[Named region outline items]
— BEGIN —

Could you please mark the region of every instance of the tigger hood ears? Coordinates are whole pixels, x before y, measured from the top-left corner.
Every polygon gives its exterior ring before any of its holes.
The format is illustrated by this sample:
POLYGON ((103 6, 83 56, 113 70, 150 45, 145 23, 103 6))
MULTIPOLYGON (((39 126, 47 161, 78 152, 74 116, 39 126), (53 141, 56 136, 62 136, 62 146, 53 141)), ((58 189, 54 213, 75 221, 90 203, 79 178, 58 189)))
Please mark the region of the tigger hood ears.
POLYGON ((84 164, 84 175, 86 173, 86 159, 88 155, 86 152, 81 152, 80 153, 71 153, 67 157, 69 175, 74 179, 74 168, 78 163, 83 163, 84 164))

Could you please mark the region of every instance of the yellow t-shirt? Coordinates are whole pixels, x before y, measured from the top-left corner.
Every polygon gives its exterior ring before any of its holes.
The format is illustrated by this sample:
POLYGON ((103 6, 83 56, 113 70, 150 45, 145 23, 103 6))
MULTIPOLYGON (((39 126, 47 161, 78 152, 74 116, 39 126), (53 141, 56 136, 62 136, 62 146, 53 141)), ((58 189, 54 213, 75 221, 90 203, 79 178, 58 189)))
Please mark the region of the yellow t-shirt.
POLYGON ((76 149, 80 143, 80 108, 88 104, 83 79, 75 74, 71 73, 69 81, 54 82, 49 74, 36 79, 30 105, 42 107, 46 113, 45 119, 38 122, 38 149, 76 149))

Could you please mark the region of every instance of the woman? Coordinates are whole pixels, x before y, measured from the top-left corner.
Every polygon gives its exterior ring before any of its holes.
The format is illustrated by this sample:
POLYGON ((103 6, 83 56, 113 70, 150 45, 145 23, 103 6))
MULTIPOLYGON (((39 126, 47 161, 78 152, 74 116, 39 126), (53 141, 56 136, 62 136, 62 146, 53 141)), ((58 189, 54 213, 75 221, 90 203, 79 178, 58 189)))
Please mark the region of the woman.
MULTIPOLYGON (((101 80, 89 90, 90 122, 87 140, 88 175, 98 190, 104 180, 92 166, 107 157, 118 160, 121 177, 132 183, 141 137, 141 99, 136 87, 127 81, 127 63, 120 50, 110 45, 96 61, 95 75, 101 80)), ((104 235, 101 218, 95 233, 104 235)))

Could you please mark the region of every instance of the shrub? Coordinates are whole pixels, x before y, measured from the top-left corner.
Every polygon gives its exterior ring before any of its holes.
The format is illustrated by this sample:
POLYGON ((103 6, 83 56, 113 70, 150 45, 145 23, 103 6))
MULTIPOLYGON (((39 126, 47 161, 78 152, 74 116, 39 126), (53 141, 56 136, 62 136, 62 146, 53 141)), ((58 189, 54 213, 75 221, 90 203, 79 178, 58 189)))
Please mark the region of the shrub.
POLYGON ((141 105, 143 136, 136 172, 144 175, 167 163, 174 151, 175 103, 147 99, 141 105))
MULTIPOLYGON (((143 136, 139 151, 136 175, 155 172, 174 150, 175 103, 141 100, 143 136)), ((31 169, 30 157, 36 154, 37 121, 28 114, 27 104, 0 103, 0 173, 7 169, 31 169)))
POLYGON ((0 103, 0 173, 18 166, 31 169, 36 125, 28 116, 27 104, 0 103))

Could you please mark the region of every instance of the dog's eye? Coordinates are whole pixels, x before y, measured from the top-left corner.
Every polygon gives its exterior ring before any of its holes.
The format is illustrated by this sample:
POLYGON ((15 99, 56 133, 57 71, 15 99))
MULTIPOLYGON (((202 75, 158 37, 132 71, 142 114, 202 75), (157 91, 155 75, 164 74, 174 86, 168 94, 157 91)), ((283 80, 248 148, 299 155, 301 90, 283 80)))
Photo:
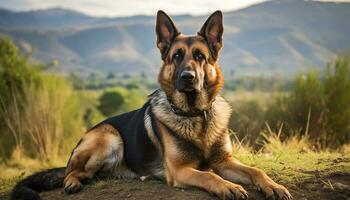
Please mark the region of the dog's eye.
POLYGON ((197 50, 197 51, 194 52, 194 58, 197 61, 202 61, 205 57, 200 51, 197 50))
POLYGON ((182 59, 183 59, 183 53, 182 51, 177 51, 174 55, 173 55, 173 59, 176 61, 176 62, 181 62, 182 59))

— END —

### What to produce
Starting at the line that contains "the dog's eye?" and ending at the line that contains "POLYGON ((197 50, 197", give those lines as a JSON list of strings, one string per line, with blank lines left out. Leave the pictures out of the answer.

### Written response
[
  "Could you please mark the region of every instance of the dog's eye? Coordinates are whole pixels, x before y, measured from the top-left corner.",
  "Every polygon gives its exterior ring before any of its holes.",
  "The format is illustrated by this sample:",
  "POLYGON ((15 99, 56 133, 57 71, 15 99))",
  "MULTIPOLYGON (((202 75, 158 37, 132 71, 142 114, 202 75), (157 91, 155 75, 164 74, 174 86, 168 94, 157 91)), ((283 80, 248 148, 299 155, 301 90, 283 80)))",
  "Photo:",
  "Please mark the region of the dog's eye.",
  "POLYGON ((197 50, 197 51, 194 52, 194 58, 197 61, 202 61, 205 57, 200 51, 197 50))"
]